- [Selected excerpt]
The infinite sum means that the logarithm of z is approximated by the sums

${\displaystyle -(1-z)-{\frac {(1-z)^{2}}{2}}-\cdots -{\frac {(1-z)^{n}}{n}}}$

to arbitrary precision, provided n big is enough. In the parlance of elementary calculus, ln(z) is the limit of the sequence of these sums. This series is the Taylor series expansion of the natural logarithm at z = 1.

Another series is

${\displaystyle \ln z=2\left({\frac {z-1}{z+1}}+{\frac {1}{3}}{\left({\frac {z-1}{z+1}}\right)}^{3}+{\frac {1}{5}}{\left({\frac {z-1}{z+1}}\right)}^{5}+\cdots \right)=2\sum _{n=0}^{\infty }{\frac {1}{2n+1}}{\left({\frac {z-1}{z+1}}\right)}^{2n+1}}$

for complex numbers z with positive real part.^[12] This series can be derived from the above Taylor series. It converges more quickly than the Taylor series, especially if z is close to 1. For example, for z = 1.5, the first three terms of the second series approximate ln(1.5) with an error of about 3·10⁻⁶. The above Taylor series needs 13 terms to achieve that precision. The quick convergence for z close to 1 can be taken advantage of in the following way: given a low-accuracy approximation y ≈ ln(z) and putting A = z/exp(y), the logarithm of z is

${\displaystyle \ln z=y+\ln A.\,}$

The better the initial approximation y is, the closer A is to 1, so its logarithm can be calculated efficiently. The calculation of A can be done using the exponential series, which converges quickly provided y is not too large. Calculating the logarithm of larger z can be reduced to smaller values of z by writing z = a · 10^b, so that ln(z) = ln(a) + b · ln(10).

- [Source material]

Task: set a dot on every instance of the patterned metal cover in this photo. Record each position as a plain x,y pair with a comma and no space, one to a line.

- [Do this]
Write the next part of the passage on computing the natural logarithm with series, starting right after its last sentence.

- [Result of this exercise]
The natural logarithm ln(x) is approximated to a precision of 2^−p (or p precise bits) by the following formula due to Gauss:

${\displaystyle {\frac {\pi }{2M\left(1,{\frac {2^{m+2}}{x}}\right)}}-m\ln 2.}$^[13][14]

Here M denotes the arithmetic-geometric mean and m is chosen so that x / 2^m is bigger than 2^p/2. Both the arithmetic-geometric mean and the constants π and ln(2) can be calculated with quickly converging series.

The complex logarithm is a generalization of the above definition of logarithms of positive real numbers to complex numbers. Complex numbers are commonly represented as z = x + iy, where x and y are real numbers and i is the imaginary unit. Given any real number z > 0, the equation

${\displaystyle e^{a}=z\,}$

has exactly one real solution a. However, there are infinitely many complex numbers a solving this equation, i.e., multiple complex numbers a whose exponential equals z. This causes complex logarithms to be different from real ones.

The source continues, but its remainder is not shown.